[Dataset excerpts]
____

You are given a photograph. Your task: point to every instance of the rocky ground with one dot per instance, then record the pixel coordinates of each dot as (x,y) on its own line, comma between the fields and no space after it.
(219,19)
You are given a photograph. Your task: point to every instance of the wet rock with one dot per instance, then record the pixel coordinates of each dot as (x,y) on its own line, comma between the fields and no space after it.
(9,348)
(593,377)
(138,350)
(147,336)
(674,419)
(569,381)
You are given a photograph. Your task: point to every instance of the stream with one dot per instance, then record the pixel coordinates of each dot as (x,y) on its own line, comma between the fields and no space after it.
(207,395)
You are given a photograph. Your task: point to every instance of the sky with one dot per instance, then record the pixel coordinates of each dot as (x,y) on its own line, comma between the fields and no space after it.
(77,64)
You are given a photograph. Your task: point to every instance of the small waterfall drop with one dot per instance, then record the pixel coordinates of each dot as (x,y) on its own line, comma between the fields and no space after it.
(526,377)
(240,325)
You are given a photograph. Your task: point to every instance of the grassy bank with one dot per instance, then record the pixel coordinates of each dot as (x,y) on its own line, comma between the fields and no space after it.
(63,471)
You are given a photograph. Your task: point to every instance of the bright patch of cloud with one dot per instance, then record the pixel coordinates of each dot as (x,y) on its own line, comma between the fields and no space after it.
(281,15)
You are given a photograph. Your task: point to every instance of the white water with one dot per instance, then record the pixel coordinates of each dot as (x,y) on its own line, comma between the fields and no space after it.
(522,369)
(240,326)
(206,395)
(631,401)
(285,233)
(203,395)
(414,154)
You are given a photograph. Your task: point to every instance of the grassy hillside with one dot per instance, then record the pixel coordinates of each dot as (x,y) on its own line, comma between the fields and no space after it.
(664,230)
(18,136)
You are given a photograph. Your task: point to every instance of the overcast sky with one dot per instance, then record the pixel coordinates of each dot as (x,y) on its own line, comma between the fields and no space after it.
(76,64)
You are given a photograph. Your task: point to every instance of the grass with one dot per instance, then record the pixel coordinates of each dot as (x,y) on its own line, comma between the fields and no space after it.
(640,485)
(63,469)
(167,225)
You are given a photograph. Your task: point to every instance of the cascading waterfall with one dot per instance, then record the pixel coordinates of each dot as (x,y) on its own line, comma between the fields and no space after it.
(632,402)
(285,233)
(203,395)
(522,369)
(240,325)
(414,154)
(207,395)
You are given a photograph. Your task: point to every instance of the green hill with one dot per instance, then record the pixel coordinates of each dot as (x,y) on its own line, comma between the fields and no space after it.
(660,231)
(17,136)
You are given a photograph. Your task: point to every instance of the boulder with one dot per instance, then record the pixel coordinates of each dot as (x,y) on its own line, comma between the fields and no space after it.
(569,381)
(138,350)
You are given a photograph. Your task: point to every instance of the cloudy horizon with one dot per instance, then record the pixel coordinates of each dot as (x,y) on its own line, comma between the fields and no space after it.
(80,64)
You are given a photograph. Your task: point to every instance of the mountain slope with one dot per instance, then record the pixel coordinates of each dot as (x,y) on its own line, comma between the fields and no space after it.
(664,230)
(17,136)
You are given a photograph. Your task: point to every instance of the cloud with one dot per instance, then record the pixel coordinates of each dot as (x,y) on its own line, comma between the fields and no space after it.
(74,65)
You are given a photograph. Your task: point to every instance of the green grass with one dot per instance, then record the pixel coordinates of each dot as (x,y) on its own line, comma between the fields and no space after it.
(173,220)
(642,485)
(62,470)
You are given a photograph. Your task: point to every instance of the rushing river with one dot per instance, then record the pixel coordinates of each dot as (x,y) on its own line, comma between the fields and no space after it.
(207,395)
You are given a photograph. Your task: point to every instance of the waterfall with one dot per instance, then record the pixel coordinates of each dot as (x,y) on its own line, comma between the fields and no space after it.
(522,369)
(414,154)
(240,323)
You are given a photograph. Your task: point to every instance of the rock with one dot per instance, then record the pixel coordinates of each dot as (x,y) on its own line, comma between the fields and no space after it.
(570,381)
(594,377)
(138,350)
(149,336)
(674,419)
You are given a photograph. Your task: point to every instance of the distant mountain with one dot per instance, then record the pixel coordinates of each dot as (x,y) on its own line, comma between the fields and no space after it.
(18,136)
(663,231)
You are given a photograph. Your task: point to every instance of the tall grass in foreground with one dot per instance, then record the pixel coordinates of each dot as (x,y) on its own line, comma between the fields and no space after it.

____

Repeat the data in its entirety, character for character.

### Reply
You are given a photograph. Your task: point to every instance of the rocky ground with one dot per instance, then record the pixel coordinates of each dot as (x,y) on its own line, comma between the fields and no space after it.
(219,19)
You are given a photograph. Your task: point to every instance of the wet rock with one dot per instance, then record the pixel coordinates of each dot as (x,y) on its own line, comma between the fields and no space after it.
(9,348)
(593,377)
(138,350)
(147,336)
(674,419)
(569,381)
You are given a photograph. Your task: point to every instance of the stream with one dot per instance, then record the pixel coordinates of each dot as (x,y) on its own line, comma between the fields and no space after it.
(207,395)
You are given a photograph. Your task: point to every instance of the sky with one dot per instance, then record the pixel coordinates of each dot as (x,y) on its own line, comma between the fields and no space after it.
(77,64)
You are given a photograph. Your task: point to every instance of the small waterfall drop with one dot per instance, then record the pixel coordinates of each dot as (x,y) on its own line, comma between the fields and no space after it.
(526,377)
(240,325)
You are given a photograph. Your task: point to every instance of the grassy bank with one dot per instance, then record the pixel coordinates of each dot as (x,y) on its own line, comma between the fields and no space after it.
(63,471)
You are given a photograph. Your task: point to every instance of the bright patch of cloud with one dot per instance, then record the pixel coordinates of each dot as (x,y) on its own line, comma between the fields and no space after it.
(281,15)
You are given a photograph. Your task: point to every instance of the white water with one dot per instance, then record the pixel coordinates of each dot as (x,y) on its own line, comma between the fields and no space after it.
(522,369)
(240,326)
(206,395)
(631,401)
(285,233)
(203,395)
(414,154)
You are given a photograph. Your task: point to every instance of the grassy hillside with one dot per instance, then record the pixel coordinates of each dot as (x,y) on its own line, comma between the fields and no space after it.
(664,230)
(18,136)
You are given a photograph. Your task: point to every instance of the overcast sky with one dot per instance, then record the pixel coordinates of each dot as (x,y) on its own line, comma between the fields and no space after it.
(76,64)
You are given a photograph. Your task: point to every instance of the grass with one dot per instance, then record the pixel coordinates of each dot as (x,y) on its own line, comma between the fields and no space after it.
(640,485)
(63,469)
(167,225)
You are given a photograph. Your task: point to every instance of the cascading waterfall with one dot per instance, then record the pixel coordinates of each dot as (x,y) on its own line, comma between the fields and no space after it.
(632,402)
(285,233)
(203,395)
(522,369)
(240,325)
(414,154)
(207,395)
You are given a photograph. Your task: point to every instance of the green hill with one dot per instance, then record the pixel coordinates of each dot as (x,y) on its own line, comma between the fields and no space after it.
(660,231)
(17,136)
You are given a photograph. Your task: point to every instance of the boulder with one dot per instance, then record the pixel coordinates of each dot as (x,y) on its own line, comma between the fields and no space after it.
(569,381)
(138,350)
You are given a photograph. Your task: point to every instance of the cloudy horizon with one dot per instance, then record the pixel coordinates of each dot as (x,y) on its own line, comma between the fields and no space after it.
(80,64)
You are given a photograph. Your task: point to every instance of the mountain slope with one dot per instance, then record the pixel coordinates of each dot as (x,y) on its own line, comma between the fields and no space after it.
(664,230)
(17,136)
You are given a photograph. Your task: point to every instance of the cloud with one dot per instance, then record the pixel coordinates of each dot as (x,y) on its own line, comma between the fields and no space after it.
(74,65)
You are given a photograph. Your task: point to every instance of the green grass with one dot per instance, then record the pixel coordinates of each dot as (x,y) on its own line, comma between the fields and no space after it.
(173,220)
(642,485)
(62,470)
You are given a photograph. Your task: point to every instance of the rushing river with one dot per instance, then record the pixel coordinates of each dot as (x,y) on its own line, comma between the fields and no space after it.
(207,395)
You are given a photograph. Your task: point to every instance of the waterfall with one dot per instance, then record the pixel coordinates of each dot as (x,y) on its own line, comma between the fields and no space after it.
(522,369)
(414,154)
(240,323)
You are given a photograph. Your task: point to every instance of the rock with one dot per instance, then record the pixel coordinates of each dot as (x,y) on its own line, comma between the fields and no space after it.
(570,381)
(594,377)
(138,350)
(149,336)
(674,419)
You are given a photograph. Your task: point to every instance of the distant mountain with one dot per instance, then record the pixel coordinates of each dot as (x,y) on its own line, comma between the fields and no space after it.
(18,136)
(663,231)
You are given a photograph. Your task: point to every instance of the tall grass in foreground with one dot per instance, then record the pixel coordinates of each dot as (x,y) on its own line, comma between the fields and no space after it.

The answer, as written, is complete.